### EXERCISE AIM
Print nothing but the lines below starting at the line that holds "Put a point on every instance of the green" and ending at the line that holds "Put a point on every instance of the white window", including both, each exactly as written.

Extracted records
———

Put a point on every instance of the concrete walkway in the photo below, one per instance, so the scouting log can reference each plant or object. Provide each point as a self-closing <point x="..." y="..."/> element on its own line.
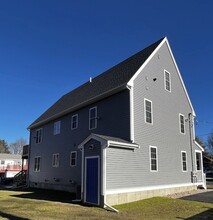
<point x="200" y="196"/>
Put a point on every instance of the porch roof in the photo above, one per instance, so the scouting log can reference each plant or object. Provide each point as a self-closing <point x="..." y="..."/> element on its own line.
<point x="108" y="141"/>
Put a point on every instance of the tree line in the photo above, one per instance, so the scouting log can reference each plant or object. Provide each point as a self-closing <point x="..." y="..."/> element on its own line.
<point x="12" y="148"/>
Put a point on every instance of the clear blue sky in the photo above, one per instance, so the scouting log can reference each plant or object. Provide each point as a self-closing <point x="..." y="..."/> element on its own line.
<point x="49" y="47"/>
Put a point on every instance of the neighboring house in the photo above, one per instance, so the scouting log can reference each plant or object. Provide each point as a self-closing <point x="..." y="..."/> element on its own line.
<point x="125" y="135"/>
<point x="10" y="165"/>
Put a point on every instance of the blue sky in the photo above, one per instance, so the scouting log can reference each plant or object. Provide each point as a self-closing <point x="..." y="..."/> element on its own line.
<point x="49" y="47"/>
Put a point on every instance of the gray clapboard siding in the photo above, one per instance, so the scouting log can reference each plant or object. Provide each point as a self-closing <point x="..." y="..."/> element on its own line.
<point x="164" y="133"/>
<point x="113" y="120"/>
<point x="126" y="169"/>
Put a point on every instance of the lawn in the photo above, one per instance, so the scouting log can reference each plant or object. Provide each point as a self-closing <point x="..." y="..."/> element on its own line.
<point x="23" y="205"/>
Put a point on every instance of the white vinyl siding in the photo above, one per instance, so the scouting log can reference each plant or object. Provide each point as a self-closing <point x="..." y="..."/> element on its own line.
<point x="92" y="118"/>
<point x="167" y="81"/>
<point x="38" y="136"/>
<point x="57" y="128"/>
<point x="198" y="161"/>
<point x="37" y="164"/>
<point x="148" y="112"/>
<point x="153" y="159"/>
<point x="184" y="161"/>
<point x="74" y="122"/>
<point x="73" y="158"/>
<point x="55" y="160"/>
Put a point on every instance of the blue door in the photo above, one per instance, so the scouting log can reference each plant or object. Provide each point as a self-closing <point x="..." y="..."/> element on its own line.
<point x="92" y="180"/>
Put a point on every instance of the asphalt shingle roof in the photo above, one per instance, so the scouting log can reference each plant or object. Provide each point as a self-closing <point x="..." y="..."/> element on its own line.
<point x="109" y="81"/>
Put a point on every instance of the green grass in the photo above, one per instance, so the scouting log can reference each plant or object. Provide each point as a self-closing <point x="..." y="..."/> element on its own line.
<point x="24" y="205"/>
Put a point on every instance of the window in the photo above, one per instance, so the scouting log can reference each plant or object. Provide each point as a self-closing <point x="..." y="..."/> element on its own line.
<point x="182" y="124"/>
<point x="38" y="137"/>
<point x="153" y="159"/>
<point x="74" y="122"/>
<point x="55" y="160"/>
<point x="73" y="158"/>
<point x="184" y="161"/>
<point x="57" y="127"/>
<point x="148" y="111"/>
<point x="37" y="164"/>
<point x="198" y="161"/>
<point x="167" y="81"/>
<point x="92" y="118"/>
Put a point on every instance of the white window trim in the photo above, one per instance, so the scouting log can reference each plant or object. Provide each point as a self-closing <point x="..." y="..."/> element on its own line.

———

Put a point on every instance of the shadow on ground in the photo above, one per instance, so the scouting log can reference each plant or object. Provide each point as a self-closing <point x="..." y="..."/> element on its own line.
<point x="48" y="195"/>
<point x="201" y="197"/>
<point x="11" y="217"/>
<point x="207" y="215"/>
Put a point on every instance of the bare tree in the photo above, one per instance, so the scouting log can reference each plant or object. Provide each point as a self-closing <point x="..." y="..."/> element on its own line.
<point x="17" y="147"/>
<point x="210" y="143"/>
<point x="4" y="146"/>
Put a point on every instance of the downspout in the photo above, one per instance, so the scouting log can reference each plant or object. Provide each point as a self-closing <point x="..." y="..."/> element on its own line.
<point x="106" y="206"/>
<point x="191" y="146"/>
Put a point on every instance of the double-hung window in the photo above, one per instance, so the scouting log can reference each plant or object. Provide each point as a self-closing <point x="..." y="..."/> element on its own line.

———

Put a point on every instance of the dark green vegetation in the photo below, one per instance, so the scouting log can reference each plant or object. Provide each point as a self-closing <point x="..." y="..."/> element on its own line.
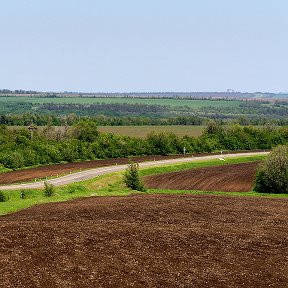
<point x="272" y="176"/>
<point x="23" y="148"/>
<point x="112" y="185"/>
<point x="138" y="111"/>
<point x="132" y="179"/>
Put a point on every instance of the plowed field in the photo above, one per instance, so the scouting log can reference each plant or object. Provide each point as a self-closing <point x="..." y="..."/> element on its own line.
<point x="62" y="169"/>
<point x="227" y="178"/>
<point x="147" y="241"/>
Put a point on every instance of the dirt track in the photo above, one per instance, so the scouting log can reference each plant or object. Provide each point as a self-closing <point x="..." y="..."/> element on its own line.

———

### RESPONSE BOX
Put a point on every instance of the green grass in the photo above, one per instance, so the scouting log can reference each plant or object. Provide each point as a self-closing <point x="..." y="..."/> element on its own line.
<point x="24" y="205"/>
Put a point on every instance of the window in the photo above, one per instance, so the scouting log can reference each plant or object. Provide each point as a self-closing <point x="..." y="..."/> element on its own line.
<point x="182" y="124"/>
<point x="38" y="137"/>
<point x="153" y="159"/>
<point x="74" y="122"/>
<point x="55" y="160"/>
<point x="73" y="158"/>
<point x="184" y="161"/>
<point x="57" y="127"/>
<point x="148" y="111"/>
<point x="37" y="164"/>
<point x="198" y="161"/>
<point x="167" y="81"/>
<point x="92" y="118"/>
Put a point on every instance of the white window trim in the photo above, one per instance, so the scouting log can reference each plant or object. Provide each point as a self-closing <point x="..." y="..."/> element on its own line.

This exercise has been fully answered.